[Start of DATA SUPPLIED]
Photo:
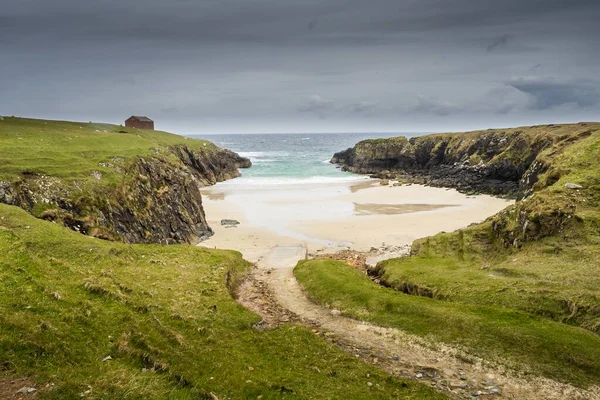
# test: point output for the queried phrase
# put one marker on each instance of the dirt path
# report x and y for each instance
(272, 291)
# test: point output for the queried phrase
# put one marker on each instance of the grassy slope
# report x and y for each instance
(68, 301)
(528, 342)
(497, 300)
(72, 150)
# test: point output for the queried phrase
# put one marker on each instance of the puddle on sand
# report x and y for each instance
(394, 209)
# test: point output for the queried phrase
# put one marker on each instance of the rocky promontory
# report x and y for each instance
(147, 195)
(495, 161)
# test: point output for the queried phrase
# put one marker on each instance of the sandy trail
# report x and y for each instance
(272, 291)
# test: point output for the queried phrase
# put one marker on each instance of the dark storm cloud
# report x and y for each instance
(550, 93)
(301, 64)
(498, 42)
(268, 21)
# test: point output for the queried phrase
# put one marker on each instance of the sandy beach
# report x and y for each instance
[End of DATA SUPPLIED]
Give all the lines above again, character for character, without pictures.

- **TASK SOLUTION**:
Photo:
# test: point output for the queried phrase
# put one marker on each instance of the dirt path
# report x and y for each instance
(272, 291)
# test: point output for the queried phrase
# put one marker on each instance of the grassy slope
# report x and y for each instance
(68, 301)
(528, 342)
(497, 300)
(72, 150)
# test: point output for the queried phrase
# put one marker on each instance of the puddle on sand
# report x and y for each instance
(394, 209)
# test: point output for the queried phrase
# put one marker on each instance of the rocky promontory
# report x and y for each instance
(147, 195)
(495, 161)
# test: point output for the queried phrase
# put one marker on each instance of the sandy trail
# report x and y for each instance
(272, 291)
# test: point output for the queried phrase
# put one marker on each instance of the dark storm cloud
# report x and y for each instance
(550, 93)
(301, 64)
(498, 42)
(268, 21)
# test: point output for the queried phrase
# put one marker on each instance of the sandy beach
# report x and y for each instance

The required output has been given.